### Your task
List every line of the entries below that contains the string “curly”.
= = = =
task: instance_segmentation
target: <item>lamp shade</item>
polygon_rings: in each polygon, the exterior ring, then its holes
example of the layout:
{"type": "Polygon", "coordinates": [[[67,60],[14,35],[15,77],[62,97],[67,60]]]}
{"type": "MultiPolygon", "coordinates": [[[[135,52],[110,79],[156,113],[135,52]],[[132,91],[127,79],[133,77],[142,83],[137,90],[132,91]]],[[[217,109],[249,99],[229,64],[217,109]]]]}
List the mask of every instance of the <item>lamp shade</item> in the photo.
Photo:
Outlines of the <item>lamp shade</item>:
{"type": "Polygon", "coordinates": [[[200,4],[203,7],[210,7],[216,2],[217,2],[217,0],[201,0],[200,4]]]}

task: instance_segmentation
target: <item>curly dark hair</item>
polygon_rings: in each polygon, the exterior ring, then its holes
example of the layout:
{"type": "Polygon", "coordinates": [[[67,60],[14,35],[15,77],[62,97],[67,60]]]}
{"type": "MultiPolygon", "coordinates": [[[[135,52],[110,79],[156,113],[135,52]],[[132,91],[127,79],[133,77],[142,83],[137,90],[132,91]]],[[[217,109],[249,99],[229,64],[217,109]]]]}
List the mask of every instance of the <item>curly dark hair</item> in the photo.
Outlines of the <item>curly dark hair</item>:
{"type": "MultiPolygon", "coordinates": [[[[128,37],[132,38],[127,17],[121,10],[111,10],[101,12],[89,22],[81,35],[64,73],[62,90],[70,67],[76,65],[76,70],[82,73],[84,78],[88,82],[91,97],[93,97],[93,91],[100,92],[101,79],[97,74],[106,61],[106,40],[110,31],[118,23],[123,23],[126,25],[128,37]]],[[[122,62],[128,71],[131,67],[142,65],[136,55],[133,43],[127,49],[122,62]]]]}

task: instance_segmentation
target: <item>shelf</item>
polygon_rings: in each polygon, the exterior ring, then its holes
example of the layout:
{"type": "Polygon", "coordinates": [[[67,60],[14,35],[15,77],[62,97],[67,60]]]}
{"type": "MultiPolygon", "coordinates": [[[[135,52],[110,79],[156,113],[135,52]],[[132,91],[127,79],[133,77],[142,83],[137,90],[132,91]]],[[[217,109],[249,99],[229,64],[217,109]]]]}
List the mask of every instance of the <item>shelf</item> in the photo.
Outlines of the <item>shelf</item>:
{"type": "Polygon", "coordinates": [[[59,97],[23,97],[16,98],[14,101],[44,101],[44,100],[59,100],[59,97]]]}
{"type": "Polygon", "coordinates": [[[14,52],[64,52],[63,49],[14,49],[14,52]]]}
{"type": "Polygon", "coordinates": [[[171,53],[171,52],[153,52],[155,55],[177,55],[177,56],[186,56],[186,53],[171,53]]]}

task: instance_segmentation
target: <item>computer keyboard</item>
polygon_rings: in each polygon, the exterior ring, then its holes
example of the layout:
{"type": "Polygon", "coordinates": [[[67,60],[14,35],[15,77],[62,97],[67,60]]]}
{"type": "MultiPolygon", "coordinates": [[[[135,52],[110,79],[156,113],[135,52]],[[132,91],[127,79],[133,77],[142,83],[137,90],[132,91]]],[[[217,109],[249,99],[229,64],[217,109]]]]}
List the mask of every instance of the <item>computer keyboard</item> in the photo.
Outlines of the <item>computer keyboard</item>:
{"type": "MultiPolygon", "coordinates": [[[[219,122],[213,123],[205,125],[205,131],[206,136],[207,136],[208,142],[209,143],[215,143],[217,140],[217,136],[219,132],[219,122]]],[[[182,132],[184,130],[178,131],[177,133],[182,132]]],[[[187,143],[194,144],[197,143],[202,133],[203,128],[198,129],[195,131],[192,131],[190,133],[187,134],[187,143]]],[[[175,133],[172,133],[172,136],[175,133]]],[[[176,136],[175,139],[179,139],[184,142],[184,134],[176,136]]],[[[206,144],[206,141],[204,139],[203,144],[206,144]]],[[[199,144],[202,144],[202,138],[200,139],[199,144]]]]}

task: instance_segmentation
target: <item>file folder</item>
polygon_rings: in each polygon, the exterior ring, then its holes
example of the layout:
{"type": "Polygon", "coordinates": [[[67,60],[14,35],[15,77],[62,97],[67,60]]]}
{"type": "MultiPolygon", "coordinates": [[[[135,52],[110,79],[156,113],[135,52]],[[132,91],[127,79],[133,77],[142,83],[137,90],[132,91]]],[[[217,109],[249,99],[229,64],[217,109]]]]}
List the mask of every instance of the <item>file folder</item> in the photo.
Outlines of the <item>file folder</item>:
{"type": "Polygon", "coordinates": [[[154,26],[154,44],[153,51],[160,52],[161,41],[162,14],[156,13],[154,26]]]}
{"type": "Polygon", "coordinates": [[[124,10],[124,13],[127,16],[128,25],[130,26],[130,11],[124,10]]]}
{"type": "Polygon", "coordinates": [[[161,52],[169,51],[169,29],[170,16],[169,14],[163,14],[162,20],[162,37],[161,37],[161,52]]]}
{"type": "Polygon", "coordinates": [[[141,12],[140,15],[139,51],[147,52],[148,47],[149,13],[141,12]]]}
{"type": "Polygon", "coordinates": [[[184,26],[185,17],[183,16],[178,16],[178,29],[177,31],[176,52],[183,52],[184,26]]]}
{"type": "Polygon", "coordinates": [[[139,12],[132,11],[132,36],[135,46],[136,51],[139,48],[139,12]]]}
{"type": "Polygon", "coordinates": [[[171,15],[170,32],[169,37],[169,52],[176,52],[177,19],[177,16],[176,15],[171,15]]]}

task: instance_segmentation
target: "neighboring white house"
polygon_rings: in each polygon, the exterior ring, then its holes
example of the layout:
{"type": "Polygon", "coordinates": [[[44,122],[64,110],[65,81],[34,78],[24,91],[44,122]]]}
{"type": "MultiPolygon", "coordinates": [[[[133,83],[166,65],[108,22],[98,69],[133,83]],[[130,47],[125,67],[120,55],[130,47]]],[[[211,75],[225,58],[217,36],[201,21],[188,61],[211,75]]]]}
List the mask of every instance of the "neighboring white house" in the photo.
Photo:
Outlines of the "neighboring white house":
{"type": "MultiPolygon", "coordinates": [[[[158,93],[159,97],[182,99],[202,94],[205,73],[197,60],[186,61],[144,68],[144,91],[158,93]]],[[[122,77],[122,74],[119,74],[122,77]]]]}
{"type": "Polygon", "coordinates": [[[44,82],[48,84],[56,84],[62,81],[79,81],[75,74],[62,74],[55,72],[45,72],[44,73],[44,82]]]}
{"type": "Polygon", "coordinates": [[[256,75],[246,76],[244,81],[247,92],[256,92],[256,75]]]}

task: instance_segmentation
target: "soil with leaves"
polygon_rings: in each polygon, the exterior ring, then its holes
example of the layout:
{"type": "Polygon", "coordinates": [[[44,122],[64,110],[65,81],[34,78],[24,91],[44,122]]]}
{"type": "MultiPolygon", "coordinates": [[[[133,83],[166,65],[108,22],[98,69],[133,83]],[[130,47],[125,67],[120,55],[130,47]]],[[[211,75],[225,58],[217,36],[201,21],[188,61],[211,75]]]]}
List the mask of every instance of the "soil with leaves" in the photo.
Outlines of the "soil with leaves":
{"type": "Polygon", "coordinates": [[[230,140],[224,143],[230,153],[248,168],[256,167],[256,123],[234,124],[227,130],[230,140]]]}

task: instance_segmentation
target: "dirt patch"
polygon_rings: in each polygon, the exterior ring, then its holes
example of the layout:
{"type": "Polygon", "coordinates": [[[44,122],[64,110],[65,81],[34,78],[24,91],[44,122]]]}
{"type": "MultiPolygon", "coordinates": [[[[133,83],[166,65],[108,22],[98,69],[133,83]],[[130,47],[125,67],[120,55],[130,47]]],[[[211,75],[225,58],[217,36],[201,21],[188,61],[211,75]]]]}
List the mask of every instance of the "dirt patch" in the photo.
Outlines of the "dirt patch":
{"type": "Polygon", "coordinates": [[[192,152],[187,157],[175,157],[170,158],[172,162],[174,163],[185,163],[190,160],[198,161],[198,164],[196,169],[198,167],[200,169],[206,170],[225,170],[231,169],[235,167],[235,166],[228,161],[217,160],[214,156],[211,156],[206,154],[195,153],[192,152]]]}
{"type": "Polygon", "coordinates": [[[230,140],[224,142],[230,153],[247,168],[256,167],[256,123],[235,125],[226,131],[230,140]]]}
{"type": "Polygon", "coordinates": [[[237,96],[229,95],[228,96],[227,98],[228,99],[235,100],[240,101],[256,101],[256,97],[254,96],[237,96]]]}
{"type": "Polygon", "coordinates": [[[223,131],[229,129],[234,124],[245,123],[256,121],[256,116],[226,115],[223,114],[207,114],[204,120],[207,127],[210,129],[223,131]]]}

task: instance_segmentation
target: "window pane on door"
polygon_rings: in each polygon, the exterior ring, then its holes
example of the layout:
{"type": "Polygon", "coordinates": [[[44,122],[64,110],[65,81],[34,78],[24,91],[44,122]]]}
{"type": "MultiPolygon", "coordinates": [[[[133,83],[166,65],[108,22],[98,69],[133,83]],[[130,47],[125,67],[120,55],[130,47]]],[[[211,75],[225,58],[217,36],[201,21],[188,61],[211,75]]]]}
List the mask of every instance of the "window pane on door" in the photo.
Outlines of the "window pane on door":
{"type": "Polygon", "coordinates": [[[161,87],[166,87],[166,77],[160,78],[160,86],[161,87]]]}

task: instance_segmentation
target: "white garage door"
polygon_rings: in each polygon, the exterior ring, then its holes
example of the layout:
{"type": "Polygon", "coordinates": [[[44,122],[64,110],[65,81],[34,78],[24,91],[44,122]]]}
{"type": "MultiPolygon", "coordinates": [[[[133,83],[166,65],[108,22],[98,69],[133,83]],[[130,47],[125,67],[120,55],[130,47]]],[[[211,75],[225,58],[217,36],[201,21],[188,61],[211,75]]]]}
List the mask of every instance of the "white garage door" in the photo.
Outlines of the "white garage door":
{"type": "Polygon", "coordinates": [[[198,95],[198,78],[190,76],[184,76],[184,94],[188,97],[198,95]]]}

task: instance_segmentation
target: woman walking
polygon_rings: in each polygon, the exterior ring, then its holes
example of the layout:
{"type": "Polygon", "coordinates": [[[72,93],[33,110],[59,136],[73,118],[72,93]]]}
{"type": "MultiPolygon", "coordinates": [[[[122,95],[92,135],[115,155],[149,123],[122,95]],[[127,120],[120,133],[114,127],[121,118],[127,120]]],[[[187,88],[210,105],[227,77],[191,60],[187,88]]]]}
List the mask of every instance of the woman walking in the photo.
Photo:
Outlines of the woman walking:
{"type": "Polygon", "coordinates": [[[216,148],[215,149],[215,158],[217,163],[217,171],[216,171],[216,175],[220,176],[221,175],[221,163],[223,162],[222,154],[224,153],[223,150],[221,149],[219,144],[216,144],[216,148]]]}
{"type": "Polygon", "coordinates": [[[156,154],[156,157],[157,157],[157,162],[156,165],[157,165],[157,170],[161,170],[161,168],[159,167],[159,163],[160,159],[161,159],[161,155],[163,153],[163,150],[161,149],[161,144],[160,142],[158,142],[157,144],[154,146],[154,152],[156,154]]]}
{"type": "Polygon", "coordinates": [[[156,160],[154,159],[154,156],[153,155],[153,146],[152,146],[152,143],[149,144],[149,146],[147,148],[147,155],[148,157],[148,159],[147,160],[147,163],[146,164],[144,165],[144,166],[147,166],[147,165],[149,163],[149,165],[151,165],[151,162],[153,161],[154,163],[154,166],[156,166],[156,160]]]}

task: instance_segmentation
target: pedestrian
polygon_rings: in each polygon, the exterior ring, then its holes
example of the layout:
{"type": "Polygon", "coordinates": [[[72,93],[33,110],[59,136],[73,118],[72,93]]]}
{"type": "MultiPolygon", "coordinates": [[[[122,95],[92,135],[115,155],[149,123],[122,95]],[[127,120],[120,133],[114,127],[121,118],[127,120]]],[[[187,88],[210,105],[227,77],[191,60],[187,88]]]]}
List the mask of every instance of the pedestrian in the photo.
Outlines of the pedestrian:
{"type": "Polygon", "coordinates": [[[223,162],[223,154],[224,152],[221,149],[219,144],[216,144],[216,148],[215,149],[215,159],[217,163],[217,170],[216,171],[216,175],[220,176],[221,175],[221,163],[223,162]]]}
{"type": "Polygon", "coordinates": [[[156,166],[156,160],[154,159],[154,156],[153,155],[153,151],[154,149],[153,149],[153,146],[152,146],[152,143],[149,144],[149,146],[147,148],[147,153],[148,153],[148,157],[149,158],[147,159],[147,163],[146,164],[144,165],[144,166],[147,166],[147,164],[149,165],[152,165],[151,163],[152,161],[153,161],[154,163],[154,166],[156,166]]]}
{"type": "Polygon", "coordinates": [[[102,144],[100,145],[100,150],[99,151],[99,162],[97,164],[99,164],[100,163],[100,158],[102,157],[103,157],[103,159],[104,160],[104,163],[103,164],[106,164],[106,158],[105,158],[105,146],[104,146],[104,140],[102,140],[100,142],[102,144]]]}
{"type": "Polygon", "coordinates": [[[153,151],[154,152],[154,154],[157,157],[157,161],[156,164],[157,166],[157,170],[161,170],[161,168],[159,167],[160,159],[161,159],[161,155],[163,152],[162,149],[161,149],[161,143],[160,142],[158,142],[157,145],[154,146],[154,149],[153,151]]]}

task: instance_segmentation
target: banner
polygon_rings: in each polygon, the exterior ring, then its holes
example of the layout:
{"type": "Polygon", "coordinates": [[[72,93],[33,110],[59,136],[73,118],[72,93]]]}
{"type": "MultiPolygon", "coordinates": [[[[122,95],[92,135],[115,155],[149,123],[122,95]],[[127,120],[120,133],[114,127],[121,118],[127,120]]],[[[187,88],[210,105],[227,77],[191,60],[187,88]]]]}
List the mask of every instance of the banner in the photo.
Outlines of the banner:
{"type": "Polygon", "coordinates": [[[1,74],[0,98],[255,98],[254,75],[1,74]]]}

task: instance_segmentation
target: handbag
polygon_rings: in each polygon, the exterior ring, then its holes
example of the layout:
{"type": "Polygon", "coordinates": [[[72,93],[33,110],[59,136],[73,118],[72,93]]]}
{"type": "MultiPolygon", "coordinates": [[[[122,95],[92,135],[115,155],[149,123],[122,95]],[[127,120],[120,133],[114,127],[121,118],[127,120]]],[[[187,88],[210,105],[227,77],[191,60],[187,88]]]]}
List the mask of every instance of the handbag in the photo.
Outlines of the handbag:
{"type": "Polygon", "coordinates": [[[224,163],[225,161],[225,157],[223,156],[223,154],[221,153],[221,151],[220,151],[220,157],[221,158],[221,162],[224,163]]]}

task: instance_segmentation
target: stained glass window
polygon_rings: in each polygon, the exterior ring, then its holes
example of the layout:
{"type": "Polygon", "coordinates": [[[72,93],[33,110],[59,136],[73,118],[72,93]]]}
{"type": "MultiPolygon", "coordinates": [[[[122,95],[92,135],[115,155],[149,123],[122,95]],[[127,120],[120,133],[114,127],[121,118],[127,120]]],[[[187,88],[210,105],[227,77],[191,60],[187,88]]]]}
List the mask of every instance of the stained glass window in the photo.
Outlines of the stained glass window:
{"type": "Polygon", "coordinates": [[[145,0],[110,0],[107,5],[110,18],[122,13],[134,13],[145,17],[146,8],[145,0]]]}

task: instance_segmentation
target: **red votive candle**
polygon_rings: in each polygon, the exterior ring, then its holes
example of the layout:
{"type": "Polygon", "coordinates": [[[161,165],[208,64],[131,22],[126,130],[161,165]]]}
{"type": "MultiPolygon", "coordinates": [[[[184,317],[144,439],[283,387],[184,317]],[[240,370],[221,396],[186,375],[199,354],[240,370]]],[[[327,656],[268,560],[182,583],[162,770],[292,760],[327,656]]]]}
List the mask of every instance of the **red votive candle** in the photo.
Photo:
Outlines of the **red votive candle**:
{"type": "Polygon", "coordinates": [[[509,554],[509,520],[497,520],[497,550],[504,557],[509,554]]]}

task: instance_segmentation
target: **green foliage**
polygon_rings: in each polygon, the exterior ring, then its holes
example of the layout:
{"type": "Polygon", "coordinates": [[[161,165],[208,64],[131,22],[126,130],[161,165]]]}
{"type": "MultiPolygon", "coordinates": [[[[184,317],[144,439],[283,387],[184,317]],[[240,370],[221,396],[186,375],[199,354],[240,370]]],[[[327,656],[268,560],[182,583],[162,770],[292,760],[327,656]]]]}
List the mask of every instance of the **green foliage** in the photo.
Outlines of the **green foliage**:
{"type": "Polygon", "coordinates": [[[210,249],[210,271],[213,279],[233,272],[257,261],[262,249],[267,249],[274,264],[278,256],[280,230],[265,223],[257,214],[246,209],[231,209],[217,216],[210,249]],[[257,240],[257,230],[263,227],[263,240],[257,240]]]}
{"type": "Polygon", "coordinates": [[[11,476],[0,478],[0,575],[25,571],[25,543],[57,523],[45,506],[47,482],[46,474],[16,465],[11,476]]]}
= = = =
### The output
target: <item>curly dark hair</item>
List the mask of every instance of the <item>curly dark hair</item> in the photo.
Outlines of the <item>curly dark hair</item>:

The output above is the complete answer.